(Document text):
....

Let’s see if there’s a pattern by year

permits %>%
  group_by(year, housing_type_desc) %>%
  summarise(count=n()) %>%
  arrange(housing_type_desc)

## `summarise()` has grouped output by 'year'. You can override using the
## `.groups` argument.

It’s hard to see the pattern like that

Let’s try pivoting the data into a crosstab

#to make this simpler, let's first make a new dataframe to work from

temp <-  permits %>% 
  group_by(year, housing_type_desc) %>% 
  summarise(count=sum(quantity))

## `summarise()` has grouped output by 'year'. You can override using the
## `.groups` argument.

#pivot_wider is part of tidyverse (the tidyr package)
#you tell it the name of the data frame, which column you want to pivot, and which column contains the values you want to display


pivot_wider(temp, names_from = housing_type_desc, values_from = count)

# Note that names_from is thesame thing as Column as in Excell

#let's make that a dataframe, but this time use the abbreviation (housing_type) for shorter column names,  and then also have it clean up the column headers
#notice that instead of making a "temp" table, I'm doing it all in one swoop

permits_by_year <-  pivot_wider(permits %>% 
                                  group_by(year, housing_type) %>%
                                  summarise(count=sum(quantity)),
                                names_from=housing_type, values_from=count) %>%
  clean_names()

....

(Material supplied):
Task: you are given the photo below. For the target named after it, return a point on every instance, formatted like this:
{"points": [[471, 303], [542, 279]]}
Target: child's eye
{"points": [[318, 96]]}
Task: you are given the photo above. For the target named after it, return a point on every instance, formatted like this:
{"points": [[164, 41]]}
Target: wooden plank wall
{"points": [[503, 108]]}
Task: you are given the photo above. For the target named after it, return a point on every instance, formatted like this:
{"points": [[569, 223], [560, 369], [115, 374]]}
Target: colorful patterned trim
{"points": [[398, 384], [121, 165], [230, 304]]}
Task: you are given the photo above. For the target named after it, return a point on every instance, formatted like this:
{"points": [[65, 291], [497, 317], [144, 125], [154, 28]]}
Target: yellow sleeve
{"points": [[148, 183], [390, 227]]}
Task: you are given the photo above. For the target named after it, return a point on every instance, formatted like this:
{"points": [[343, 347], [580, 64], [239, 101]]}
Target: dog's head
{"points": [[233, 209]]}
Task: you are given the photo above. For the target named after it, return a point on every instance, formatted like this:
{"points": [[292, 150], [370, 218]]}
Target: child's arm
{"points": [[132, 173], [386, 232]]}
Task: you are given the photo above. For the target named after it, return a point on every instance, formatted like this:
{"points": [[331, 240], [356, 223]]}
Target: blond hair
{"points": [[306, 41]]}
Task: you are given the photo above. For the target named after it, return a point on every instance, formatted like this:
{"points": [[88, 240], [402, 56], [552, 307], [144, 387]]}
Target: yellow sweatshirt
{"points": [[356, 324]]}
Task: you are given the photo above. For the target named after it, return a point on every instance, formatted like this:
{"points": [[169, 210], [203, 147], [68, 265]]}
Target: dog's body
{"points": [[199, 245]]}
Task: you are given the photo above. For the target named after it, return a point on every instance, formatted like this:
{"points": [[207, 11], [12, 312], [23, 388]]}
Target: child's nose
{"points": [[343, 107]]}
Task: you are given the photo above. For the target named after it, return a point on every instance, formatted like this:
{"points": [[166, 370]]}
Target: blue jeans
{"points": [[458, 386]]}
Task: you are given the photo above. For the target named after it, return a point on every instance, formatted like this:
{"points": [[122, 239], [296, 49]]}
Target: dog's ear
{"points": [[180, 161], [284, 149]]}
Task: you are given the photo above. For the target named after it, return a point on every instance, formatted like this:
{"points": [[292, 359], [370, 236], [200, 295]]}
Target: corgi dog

....

(Written task 1): In the R tutorial on housing permits, which package is pivot_wider said to be part of?
(Written task 2): Resume the R tutorial on housing permits from the point at which it stops.
The data come from a separate source.

(Output 1): The tidyr package, part of the tidyverse.

(Output 2):
## `summarise()` has grouped output by 'year'. You can override using the
## `.groups` argument.

#view our new table
permits_by_year

Replace NULLs

#this code will replace all the NULLS in the entire table with a 0 (use with caution)

permits_by_year <-  permits_by_year %>% 
  mutate_all(~replace(., is.na(.), 0))

## `mutate_all()` ignored the following grouping variables:
## • Column `year`
## ℹ Use `mutate_at(df, vars(-group_cols()), myoperation)` to silence the message.

# we need to do this because it's hard to add up the columns if there are NULLs
#there are fancy coding ways around it, or you can just replace the nulls like we're doing here

#view our new table
permits_by_year

Add a total column

#This uses BaseR
#it's the most simple approach since we want to add columns 2 through 8

#this uses the apply function. 
#You need to give it the dataframe name, followed by the columns
#in this example we'll use the index numbers to identify the range of columns
# [,2:8]  is how you tell it to add the columns 
# if you did [2:8,] it would add the rows 2 through 8 together
# the 1 is how you tell it to apply it across columns 
# the word "sum" is the function you want to apply

permits_by_year$total <- apply(permits_by_year[,2:8],1,sum)

What percentage of new units built were single-family?

#"sfd" represents the detached single-family homes
#this time we'll use the tidyverse approach to adding a new column

permits_by_year <-  permits_by_year %>% mutate(pct_sfd = sfd/total)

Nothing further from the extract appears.